Article =>
A Question On Reference Type

**laserlight** · 08-14-2008

No. The former declares a function named t that takes no arguments and returns a Test. The latter is not allowed, as noted by MarkZWEERS.

**siavoshkc** · 08-15-2008

How the constructor is called without using 'new'? Is it implicity called when you call the constructor? It seems by calling the constructor weare implicity using 'new', am I right?

The latter is not allowed, as noted by MarkZWEERS.

Would you explain more, please?

**laserlight** · 08-15-2008

How the constructor is called without using 'new'? Is it implicity called when you call the constructor?

Whenever you create an object, one of the object's constructors is implicitly called. Even the use of new does not explicitly call a constructor (and I believe that applies even to placement new).

It seems by calling the constructor weare implicity using 'new', am I right?

No.

Would you explain more, please?

Attempt to compile this program:

Code:

class Test {};

int main()
{
    Test &t = Test();
}

**siavoshkc** · 08-15-2008

This code compiled and ran successfully:

Code:

#include <iostream>

using namespace std;


class Test {
public:
    Test() { cout << "Test" << (int)this << endl; }
    ~Test() { cout << "~Test" << endl; }
      void test(){cout <<"fun"<<endl;}
};

int main()
{
    Test& t = Test();
      t.test();
    cout << "main" << endl;

    return 0;
}

[edit]

Whenever you create an object

Where did we create an object in

Code:

Test();

?

**laserlight** · 08-15-2008

This code compiled and ran successfully:

Disable compiler extensions. Your code should not compile on a standard compliant implementation.

**siavoshkc** · 08-15-2008

Disable compiler extensions.

Yes now it is giving me two errors

delme.cpp(8) : error C2440: 'type cast' : cannot convert from 'Test *const ' to 'int'
The target is not large enough
delme.cpp(15) : error C2440: 'initializing' : cannot convert from 'Test' to 'Test &'
A non-const reference may only be bound to an lvalue

What is this extension?

**Elysia** · 08-15-2008

Visual C++ is a known compiler to allow this extension. If you go to warnings level 4, you should also receive a warning saying non-standard extension used.
The extension allows you to bind a non-const reference to a temporary, which is disallowed by the standard (only const references can bind to temporaries, which has been pointed out earlier).

**siavoshkc** · 08-15-2008

OK. When we write

Code:

Test()

What happens? Does a memory allocation take place for class on heap or it is just a temp on stack (or somewhere else)? Why it can be bind to const ref but not non-const?

**Elysia** · 08-15-2008

Unless you use new, it's on the stack. Always the stack, unless it's new.
I believe it's because you shouldn't be able to modify a temporary because it's just that - a temporary. Its lifetime is less than that of the variable it's bound to. Bad things would happen if you try to modify it after its lifetime has expired (while the lifetime of the variable holding the reference is still alive).

**siavoshkc** · 08-15-2008

When I disabled extension it generates error for my type cast. So how should I cast that?
Second this code works fine:

Code:

class Test {
public:
    Test() { cout << "Test"  << endl; }
    ~Test() { cout << "~Test" << endl; }
      void test(){cout <<"fun"<<endl;}
};

int main()
{
      Test();
    Test t = Test();
      t.test();
    cout << "main" << endl;

    return 0;
}

Why by calling constructor it takes place in stack?

Instruction 1 =>
In the thread on C++ reference types, which compiler is identified as known to allow the extension that binds a non-const reference to a temporary?
Instruction 2 =>
Write the next post in the thread on C++ reference types, continuing after its final question.

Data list
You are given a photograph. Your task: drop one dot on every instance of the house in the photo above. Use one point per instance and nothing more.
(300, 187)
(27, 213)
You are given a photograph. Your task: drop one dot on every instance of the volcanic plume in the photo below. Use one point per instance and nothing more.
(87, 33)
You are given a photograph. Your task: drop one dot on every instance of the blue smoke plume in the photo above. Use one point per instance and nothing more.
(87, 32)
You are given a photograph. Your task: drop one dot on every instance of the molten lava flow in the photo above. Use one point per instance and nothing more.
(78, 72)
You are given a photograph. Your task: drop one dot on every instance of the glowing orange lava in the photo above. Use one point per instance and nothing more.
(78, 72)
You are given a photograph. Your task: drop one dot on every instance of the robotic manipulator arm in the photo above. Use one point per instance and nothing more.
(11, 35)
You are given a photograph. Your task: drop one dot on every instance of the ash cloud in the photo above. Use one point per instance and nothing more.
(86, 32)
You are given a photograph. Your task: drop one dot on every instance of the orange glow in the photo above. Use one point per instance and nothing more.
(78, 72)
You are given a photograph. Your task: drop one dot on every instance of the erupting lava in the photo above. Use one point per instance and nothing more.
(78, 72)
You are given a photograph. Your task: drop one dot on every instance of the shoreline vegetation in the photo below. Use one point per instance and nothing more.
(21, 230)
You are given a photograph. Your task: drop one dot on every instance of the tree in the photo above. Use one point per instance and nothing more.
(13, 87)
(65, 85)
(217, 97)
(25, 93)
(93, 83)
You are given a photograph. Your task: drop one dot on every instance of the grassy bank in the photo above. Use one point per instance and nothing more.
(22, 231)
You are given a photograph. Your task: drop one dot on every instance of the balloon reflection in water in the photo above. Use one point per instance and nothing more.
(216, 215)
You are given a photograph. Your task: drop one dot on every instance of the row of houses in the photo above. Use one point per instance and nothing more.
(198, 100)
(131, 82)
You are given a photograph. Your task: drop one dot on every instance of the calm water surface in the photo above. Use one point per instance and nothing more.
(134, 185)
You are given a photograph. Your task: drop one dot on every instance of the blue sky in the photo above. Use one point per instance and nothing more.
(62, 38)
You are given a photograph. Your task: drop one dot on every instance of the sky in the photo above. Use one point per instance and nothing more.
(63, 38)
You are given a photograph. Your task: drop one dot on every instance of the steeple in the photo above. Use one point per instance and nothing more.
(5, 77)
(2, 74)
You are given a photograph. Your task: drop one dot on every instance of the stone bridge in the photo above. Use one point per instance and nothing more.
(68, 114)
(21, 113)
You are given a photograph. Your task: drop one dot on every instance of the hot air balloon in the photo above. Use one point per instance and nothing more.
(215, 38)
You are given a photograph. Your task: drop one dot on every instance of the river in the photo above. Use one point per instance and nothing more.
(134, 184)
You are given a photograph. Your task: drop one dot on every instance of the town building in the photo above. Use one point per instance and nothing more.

Expected answer 1 =>
Visual C++

Expected answer 2 =>
[EDIT]And what about this

Code:

class Test {
public:
    Test() { cout << "Test"  << endl; }
    ~Test() { cout << "~Test" << endl; }
      void test(){cout <<"fun"<<endl;}
}rt;

rt is static in stack in file scope. Right?

**cpjust** · 08-15-2008

That's one thing that has burned me a number of times... What exactly is the lifetime of a temporary object? It's obviously less than a regular variable which ends when it gets to its closing brace.
I think this is one of the cases where I've gotten burned:

Code:

std::string Func() { ... }

int main()
{
   ...
   AnotherFunc( Func().c_str() );
   ...
}

In the case above, I believe the temporary object doesn't even life until the end of the function call.

**laserlight** · 08-15-2008

When I disabled extension it generates error for my type cast. So how should I cast that?

What type cast?

Why by calling constructor it takes place in stack?

What is the stack?

**cpjust** · 08-15-2008

Originally Posted by siavoshkc

Code:

class Test {
public:
    Test() { cout << "Test"  << endl; }
    ~Test() { cout << "~Test" << endl; }
      void test(){cout <<"fun"<<endl;}
};

int main()
{
      Test();
    Test t = Test();
      t.test();
    cout << "main" << endl;

    return 0;
}

Why by calling constructor it takes place in stack?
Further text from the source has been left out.